On June 22, 2011, the New York State Legislature passed The Power NY Act of 2011 (A. 8510/S. 5844) (PNY Act). Governor Cuomo is expected to sign it. The new law, once enacted, would do two very important things: (1) provide a mechanism to allow owners of residential and non-residential buildings to borrow money for energy efficiency projects, and pay it back over a period of years through their electric and gas bills; and (2) revive Article X of the Public Service Law, which creates an expedited, state-led program for permitting electric generating facilities while preempting local requirements. Additionally, the new law requires a study with respect to increasing solar photovoltaic generation in the state. This blog post will explain the first part of the bill–the on-bill recovery program. A blog post about the Article X provisions is available here.
“On-bill” financing is a mechanism that allows utility customers to pay back loans for energy efficiency upgrades through a charge on their monthly utility bill. This type of financing mechanism helps to overcome some common barriers to energy efficiency, including the up-front capital cost and the complexity of taking out a loan from a third-party lender that requires payment through a separate invoice. In addition, on-bill recovery allows the charge to stay with the property upon its sale or lease. This type of financing is also advantageous because it does not require a separate loan be taken out by a homeowner in the form of a mortgage, which could exclude persons who have poor credit. Although several municipalities and individual utilities have implemented limited on-bill financing programs, this is the first statewide program of its kind in the nation that allows residents, non-profits, and small businesses access to on-bill recovery for energy efficiency upgrades.

[Records of labeled boxes]
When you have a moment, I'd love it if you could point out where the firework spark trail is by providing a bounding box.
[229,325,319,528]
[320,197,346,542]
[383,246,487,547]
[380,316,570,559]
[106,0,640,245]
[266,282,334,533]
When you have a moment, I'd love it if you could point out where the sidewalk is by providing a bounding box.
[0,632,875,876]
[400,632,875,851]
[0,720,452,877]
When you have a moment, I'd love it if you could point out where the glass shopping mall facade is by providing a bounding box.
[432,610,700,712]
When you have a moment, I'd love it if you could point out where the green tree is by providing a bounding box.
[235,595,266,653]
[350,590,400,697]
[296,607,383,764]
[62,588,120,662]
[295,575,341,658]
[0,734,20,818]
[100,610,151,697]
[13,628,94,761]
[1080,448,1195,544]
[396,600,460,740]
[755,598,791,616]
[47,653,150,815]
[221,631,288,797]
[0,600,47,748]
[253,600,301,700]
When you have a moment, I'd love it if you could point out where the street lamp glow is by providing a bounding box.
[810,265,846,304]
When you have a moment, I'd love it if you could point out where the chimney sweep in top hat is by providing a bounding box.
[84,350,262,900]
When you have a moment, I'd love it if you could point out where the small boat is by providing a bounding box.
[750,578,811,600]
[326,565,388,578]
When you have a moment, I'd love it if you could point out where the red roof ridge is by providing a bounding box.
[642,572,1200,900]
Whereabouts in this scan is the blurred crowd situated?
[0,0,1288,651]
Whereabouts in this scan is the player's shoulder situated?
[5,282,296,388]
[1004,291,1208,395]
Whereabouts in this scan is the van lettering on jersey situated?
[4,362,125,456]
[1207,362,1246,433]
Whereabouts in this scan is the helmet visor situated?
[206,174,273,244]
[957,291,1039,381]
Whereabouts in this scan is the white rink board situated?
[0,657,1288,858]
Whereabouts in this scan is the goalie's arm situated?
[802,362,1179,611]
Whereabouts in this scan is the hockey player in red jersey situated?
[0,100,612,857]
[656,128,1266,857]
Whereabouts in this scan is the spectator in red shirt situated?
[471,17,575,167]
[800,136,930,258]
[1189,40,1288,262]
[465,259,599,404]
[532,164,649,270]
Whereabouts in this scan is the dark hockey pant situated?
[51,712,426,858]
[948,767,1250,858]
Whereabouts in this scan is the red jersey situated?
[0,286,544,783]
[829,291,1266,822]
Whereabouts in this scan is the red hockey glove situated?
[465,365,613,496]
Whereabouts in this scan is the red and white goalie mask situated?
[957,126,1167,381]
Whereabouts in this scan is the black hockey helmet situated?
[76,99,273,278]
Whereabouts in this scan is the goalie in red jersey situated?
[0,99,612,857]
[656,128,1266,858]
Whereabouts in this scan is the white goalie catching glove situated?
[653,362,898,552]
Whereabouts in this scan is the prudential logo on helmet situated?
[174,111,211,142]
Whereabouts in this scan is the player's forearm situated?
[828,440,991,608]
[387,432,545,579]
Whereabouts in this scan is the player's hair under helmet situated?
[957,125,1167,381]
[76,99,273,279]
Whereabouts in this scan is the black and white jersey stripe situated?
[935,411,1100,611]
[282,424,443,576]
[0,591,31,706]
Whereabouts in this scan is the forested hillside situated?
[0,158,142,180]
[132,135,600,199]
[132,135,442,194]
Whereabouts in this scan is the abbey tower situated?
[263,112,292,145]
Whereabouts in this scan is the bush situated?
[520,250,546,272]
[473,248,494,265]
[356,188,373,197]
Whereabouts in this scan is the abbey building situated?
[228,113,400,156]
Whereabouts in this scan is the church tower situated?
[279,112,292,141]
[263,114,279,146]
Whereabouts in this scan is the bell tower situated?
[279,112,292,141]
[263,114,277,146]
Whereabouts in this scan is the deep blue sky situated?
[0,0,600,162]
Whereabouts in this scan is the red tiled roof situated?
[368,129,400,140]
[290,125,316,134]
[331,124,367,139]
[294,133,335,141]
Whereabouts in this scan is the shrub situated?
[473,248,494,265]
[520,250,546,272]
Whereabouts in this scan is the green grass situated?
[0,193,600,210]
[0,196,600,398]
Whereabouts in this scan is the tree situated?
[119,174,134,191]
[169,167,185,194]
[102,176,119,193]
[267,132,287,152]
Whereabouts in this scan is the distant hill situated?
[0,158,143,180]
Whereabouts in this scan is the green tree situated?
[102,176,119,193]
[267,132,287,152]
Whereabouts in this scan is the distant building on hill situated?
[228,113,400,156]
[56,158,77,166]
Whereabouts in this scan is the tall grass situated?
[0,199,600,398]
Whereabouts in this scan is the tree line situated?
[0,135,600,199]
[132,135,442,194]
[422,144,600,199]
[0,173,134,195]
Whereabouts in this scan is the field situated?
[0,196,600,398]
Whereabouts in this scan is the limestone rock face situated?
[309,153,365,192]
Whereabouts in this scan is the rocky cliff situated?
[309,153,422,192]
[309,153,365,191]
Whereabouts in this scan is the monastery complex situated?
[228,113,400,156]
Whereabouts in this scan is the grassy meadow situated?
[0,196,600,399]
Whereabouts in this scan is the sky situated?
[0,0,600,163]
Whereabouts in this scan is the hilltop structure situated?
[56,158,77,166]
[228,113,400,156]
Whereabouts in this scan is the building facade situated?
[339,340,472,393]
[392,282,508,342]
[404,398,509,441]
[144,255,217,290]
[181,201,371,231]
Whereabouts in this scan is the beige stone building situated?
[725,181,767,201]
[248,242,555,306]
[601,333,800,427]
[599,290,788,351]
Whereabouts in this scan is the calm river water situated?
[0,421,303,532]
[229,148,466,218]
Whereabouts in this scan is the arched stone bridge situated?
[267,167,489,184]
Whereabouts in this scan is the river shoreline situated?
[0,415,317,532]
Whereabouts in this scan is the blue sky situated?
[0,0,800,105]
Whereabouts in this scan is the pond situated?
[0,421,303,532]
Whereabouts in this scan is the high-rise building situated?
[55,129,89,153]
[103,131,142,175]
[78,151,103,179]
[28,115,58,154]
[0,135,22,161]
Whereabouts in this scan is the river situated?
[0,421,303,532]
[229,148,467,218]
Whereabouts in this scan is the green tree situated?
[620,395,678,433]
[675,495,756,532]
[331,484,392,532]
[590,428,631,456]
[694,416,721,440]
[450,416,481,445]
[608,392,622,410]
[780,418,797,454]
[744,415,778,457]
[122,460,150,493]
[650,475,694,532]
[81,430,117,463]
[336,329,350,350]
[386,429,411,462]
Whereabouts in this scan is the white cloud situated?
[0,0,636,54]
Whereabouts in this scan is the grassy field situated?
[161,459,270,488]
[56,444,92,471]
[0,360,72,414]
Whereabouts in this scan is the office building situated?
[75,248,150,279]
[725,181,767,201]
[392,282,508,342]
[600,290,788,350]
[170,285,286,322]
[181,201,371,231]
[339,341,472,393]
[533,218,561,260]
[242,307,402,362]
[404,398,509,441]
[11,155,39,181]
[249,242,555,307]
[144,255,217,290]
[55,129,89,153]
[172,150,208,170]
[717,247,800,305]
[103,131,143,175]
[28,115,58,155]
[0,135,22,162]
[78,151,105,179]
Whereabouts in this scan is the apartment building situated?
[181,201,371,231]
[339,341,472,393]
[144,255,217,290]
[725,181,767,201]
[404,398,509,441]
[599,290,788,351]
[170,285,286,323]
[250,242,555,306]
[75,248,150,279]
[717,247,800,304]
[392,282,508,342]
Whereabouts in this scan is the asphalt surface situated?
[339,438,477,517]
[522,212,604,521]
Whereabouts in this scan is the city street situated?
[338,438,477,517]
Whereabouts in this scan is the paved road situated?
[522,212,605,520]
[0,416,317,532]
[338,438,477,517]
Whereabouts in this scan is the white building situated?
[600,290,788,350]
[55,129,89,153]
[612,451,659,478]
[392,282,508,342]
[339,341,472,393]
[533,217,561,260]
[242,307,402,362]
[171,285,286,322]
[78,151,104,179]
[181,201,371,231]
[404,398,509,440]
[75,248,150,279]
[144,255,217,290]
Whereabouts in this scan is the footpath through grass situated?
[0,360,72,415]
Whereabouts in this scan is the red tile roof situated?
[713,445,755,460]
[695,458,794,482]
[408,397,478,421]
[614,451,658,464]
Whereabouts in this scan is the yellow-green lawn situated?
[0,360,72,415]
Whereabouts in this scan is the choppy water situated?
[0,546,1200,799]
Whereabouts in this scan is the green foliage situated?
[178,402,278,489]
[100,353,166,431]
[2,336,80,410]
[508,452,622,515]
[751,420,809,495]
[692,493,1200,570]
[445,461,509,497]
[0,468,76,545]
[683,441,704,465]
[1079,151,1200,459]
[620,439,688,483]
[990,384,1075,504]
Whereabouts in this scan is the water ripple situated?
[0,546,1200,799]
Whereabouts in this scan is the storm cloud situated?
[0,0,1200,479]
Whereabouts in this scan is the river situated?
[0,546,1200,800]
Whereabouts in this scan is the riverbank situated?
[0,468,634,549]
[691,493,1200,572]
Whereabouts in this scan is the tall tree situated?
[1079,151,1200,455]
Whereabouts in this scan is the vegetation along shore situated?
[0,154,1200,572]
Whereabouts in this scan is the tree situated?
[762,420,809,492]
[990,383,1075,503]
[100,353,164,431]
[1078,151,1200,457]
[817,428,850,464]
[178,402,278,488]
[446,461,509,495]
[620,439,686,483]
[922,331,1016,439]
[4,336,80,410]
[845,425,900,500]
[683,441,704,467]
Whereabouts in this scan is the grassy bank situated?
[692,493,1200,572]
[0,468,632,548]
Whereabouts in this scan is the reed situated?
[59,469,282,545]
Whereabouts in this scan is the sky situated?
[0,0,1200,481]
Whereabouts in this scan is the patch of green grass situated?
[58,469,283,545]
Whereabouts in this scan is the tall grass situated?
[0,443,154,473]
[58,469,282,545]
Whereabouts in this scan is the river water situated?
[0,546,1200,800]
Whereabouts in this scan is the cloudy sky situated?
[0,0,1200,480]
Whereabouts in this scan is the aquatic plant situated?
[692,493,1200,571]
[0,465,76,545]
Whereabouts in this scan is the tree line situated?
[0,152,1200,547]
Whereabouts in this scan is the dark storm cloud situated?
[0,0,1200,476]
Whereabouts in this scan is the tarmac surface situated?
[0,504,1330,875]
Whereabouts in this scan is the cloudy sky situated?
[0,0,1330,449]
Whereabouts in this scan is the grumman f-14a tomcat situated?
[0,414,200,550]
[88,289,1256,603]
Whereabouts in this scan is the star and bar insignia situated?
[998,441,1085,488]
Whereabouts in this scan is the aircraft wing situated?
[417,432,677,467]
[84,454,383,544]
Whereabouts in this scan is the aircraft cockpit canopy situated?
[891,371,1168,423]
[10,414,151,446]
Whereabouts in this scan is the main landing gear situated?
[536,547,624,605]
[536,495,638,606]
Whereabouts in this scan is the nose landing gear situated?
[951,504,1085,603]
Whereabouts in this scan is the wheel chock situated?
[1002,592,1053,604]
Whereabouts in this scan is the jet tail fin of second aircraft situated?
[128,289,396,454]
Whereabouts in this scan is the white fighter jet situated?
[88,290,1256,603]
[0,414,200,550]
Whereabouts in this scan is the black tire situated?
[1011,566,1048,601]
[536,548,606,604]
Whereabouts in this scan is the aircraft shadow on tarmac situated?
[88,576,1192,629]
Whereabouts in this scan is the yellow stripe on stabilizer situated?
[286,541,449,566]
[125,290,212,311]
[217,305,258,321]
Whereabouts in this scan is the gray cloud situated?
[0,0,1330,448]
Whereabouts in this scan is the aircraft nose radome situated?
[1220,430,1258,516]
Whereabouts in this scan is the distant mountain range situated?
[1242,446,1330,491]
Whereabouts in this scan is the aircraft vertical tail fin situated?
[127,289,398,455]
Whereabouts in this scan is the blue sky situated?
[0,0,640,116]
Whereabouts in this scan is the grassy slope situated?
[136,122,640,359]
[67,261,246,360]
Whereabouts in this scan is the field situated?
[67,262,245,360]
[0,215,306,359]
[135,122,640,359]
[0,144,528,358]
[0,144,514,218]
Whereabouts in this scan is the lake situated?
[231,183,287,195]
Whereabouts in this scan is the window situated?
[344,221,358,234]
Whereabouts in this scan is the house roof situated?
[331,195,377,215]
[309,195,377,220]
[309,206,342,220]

→ Directions:
1 – In the passage on the Power NY Act, rewrite from "On June 22, 2011, the" up to and including "is available here.", swapping "Article X" for "Article 10".
2 – Translate this sentence from the passage on the Power NY Act into Spanish: "“On-bill” financing is a mechanism that allows utility customers to pay back loans for energy efficiency upgrades through a charge on their monthly utility bill."
3 – Summarize the passage on the Power NY Act in two sentences.

→ Results for each task:
1 –
On June 22, 2011, the New York State Legislature passed The Power NY Act of 2011 (A. 8510/S. 5844) (PNY Act). Governor Cuomo is expected to sign it. The new law, once enacted, would do two very important things: (1) provide a mechanism to allow owners of residential and non-residential buildings to borrow money for energy efficiency projects, and pay it back over a period of years through their electric and gas bills; and (2) revive Article 10 of the Public Service Law, which creates an expedited, state-led program for permitting electric generating facilities while preempting local requirements. Additionally, the new law requires a study with respect to increasing solar photovoltaic generation in the state. This blog post will explain the first part of the bill–the on-bill recovery program. A blog post about the Article 10 provisions is available here.

2 – El financiamiento “on-bill” es un mecanismo que permite a los clientes de servicios públicos pagar préstamos para mejoras de eficiencia energética mediante un cargo en su factura mensual de servicios públicos.

3 – The Power NY Act of 2011, passed by the New York State Legislature, would let building owners borrow for energy efficiency projects and repay through their utility bills, and would revive Article X to speed state-led permitting of electric generating facilities. This on-bill financing eases barriers such as up-front costs and separate loans, stays with the property when it is sold or leased, and is the nation's first statewide program of its kind.